- **Your goal**
Please write back every entry exactly, character for character.

(Collection entries)
__________________________________________________

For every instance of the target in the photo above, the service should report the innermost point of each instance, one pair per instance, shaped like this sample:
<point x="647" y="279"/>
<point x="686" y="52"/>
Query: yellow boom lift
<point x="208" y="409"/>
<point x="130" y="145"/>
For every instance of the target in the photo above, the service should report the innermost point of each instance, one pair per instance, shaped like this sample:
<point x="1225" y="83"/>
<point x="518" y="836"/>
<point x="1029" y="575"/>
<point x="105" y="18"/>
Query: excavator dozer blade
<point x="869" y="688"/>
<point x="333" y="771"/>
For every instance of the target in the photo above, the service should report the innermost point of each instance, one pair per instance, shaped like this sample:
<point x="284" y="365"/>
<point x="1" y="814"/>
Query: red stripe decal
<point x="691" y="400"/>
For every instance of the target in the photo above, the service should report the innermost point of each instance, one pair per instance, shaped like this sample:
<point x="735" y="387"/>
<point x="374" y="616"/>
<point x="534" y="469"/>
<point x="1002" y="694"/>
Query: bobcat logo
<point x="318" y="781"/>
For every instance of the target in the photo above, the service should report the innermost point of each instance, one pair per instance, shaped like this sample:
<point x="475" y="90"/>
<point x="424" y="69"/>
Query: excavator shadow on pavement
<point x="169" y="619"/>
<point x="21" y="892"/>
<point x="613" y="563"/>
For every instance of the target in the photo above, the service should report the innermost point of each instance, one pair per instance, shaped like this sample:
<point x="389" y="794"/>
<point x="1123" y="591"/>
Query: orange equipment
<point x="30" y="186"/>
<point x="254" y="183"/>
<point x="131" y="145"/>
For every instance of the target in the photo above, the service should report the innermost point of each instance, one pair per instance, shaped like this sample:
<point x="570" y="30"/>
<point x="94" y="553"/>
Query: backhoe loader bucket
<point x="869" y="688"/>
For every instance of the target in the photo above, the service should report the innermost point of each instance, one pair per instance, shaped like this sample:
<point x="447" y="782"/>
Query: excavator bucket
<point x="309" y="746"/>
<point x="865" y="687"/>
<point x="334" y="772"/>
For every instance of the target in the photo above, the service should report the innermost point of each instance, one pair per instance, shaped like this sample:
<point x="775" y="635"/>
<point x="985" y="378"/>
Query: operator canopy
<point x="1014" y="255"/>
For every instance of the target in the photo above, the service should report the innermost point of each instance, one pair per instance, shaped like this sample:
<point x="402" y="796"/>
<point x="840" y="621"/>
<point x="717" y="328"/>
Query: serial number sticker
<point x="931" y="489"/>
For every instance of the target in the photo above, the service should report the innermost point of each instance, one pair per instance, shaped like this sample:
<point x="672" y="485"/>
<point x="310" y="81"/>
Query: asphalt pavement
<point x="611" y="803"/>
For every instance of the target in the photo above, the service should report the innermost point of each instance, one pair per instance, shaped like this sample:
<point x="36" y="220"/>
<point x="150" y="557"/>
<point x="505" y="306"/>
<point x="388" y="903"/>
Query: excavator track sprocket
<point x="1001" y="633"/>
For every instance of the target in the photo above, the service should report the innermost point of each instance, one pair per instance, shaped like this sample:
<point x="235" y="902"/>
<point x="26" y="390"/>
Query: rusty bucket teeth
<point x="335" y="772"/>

__________________________________________________

- **Result for this exercise**
For every instance of the target in the photo above, the service should report the innermost point of each instance, one pair per instance, shaped like this sample:
<point x="647" y="279"/>
<point x="686" y="52"/>
Query: yellow boom lift
<point x="208" y="409"/>
<point x="130" y="145"/>
For every instance of the target in the photo above, the service should report the innermost point of each instance, one pair per instance, shaped like this sample:
<point x="1225" y="83"/>
<point x="518" y="836"/>
<point x="1029" y="575"/>
<point x="105" y="18"/>
Query: excavator dozer blade
<point x="869" y="688"/>
<point x="333" y="771"/>
For every instance of the target in the photo above, the service should report the innermost point of each instance, one pair per instance, shaped like this sample:
<point x="284" y="365"/>
<point x="1" y="814"/>
Query: red stripe decal
<point x="691" y="400"/>
For every instance of the target in the photo above, the service should report the innermost point of each instance, one pair per instance, shaped like this sample:
<point x="735" y="387"/>
<point x="374" y="616"/>
<point x="534" y="469"/>
<point x="1002" y="694"/>
Query: bobcat logo
<point x="318" y="781"/>
For every instance of the target in the photo above, the service should report the innermost point of each instance, one pair per instance, shaped like this sample:
<point x="475" y="90"/>
<point x="424" y="69"/>
Query: excavator shadow on pavement
<point x="169" y="619"/>
<point x="21" y="892"/>
<point x="613" y="563"/>
For every instance of the target in the photo above, the service should report the innermost point of each instance, one pair per instance, shaped like this sample:
<point x="389" y="794"/>
<point x="1123" y="591"/>
Query: orange equipment
<point x="30" y="186"/>
<point x="254" y="183"/>
<point x="131" y="145"/>
For every instance of the target in the photo above, the service should report the innermost point of each instance, one pair per instance, shaped like this sample:
<point x="570" y="30"/>
<point x="94" y="553"/>
Query: backhoe loader bucket
<point x="869" y="688"/>
For every instance of the target in the photo above, the service should report the innermost point of each instance, one pair per instance, shaped like this sample:
<point x="447" y="782"/>
Query: excavator bucket
<point x="309" y="746"/>
<point x="865" y="687"/>
<point x="334" y="772"/>
For every instance of the target in the photo above, the service should report the innermost point of each instance, one pair per instance, shaped like this sample:
<point x="775" y="635"/>
<point x="985" y="378"/>
Query: operator canopy
<point x="1014" y="255"/>
For every instance of the target in the photo above, the service should report the innermost point of each instance, one pair per instance, shaped like this sample:
<point x="402" y="796"/>
<point x="840" y="621"/>
<point x="717" y="328"/>
Query: serial number sticker
<point x="931" y="489"/>
For every instance of the target in the photo above, the service should report the innermost point of each instance, one pair per instance, shaped like this sample:
<point x="672" y="485"/>
<point x="310" y="81"/>
Query: asphalt pavement
<point x="611" y="803"/>
For every instance of the target in the photo above, the service should report the innermost point of each instance, one pair per instance, shaped like this sample:
<point x="36" y="220"/>
<point x="150" y="557"/>
<point x="505" y="306"/>
<point x="388" y="903"/>
Query: excavator track sprocket
<point x="1001" y="633"/>
For every instance of the target in the photo above, the service should report the innermost point of each instance, one pair per instance, shaped like this sample:
<point x="235" y="902"/>
<point x="26" y="390"/>
Query: rusty bucket teeth
<point x="335" y="772"/>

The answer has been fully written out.